++++ Supplied passage ++++

Mai-Mai, commonly spelled Maay Maay (also known as Af-Maay, Af-Maymay, or simply Maay; the Mai-Mai spelling is rarely used but it is most often spoken), is a dialect of the Somali language of the Cushitic branch of the Afro-Asiatic family. It is mainly spoken in Somalia and adjacent parts of Ethiopia and Kenya. In Somalia, it is spoken in South West state, Jubaland state, and Banadir. It is one of the dialects of the Somali language.

Overview
Somali linguistic varieties are divided into three main groups: Northern, Benadir, and Maay. Northern Somali (or Northern-Central Somali) forms the basis for Standard Somali.

Maay is principally spoken by the Digil and Mirifle (Rahanweyn) clans in the southern regions of Somalia, particularly in South West. Its speech area extends from the southwestern border with Ethiopia to a region close to the coastal strip between Mogadishu and Kismayo, including the city of Baidoa. Maay is not mutually comprehensible with Northern Somali or Benadir, and it differs considerably in sentence structure and phonology. It is also not generally used in education or media. However, Maay speakers often use Standard Somali as a lingua franca. It is learned via mass communications, internal migration, and urbanisation.

Although past scholars have maintained the assumption that Maay is not mutually comprehensible with Northern Somali it was done so without it being tested for. A more recent study by Deqa Hassan tested the mutual intelligibility between Af-Maay and Af-Maxaa speakers (Northern Somali).

++++

Transcribe, word for word, everything in the passage on the Maay dialect from "Although past scholars" down to "speakers (Northern Somali).".

++++ Extracted information ++++

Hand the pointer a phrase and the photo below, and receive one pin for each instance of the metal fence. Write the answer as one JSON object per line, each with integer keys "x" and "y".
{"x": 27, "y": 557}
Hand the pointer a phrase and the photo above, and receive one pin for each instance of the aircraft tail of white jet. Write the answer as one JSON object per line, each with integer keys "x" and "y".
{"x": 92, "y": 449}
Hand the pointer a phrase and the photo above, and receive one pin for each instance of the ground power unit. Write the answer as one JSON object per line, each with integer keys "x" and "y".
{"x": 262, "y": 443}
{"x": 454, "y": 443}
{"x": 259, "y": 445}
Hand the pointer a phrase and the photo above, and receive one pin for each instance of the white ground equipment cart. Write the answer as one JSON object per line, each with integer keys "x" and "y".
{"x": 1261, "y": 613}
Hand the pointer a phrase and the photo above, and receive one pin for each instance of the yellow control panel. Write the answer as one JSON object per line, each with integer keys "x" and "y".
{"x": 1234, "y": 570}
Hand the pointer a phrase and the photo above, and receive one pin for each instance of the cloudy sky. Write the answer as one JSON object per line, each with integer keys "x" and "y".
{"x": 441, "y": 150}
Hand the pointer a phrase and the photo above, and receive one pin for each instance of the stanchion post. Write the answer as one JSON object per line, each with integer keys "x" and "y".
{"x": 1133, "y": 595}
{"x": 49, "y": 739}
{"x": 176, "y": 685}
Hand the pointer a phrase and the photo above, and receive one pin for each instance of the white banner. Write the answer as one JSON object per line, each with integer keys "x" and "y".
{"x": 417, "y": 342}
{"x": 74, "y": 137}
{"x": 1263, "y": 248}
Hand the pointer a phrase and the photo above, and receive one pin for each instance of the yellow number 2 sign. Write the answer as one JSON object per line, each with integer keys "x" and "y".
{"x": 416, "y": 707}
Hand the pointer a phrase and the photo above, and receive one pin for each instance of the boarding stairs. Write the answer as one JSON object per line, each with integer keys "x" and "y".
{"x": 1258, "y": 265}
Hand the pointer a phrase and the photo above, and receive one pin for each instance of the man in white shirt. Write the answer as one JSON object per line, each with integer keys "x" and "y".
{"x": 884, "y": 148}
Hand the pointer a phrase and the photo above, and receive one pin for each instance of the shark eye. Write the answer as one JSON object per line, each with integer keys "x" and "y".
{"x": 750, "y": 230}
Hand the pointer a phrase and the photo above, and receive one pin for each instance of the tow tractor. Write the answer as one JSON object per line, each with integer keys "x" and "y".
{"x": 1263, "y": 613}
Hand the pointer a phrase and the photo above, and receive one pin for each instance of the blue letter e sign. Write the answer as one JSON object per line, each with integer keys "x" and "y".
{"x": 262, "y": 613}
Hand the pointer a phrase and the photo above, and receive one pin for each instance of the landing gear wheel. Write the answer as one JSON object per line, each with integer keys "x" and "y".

++++

§ Task answer:
Although past scholars have maintained the assumption that Maay is not mutually comprehensible with Northern Somali it was done so without it being tested for. A more recent study by Deqa Hassan tested the mutual intelligibility between Af-Maay and Af-Maxaa speakers (Northern Somali).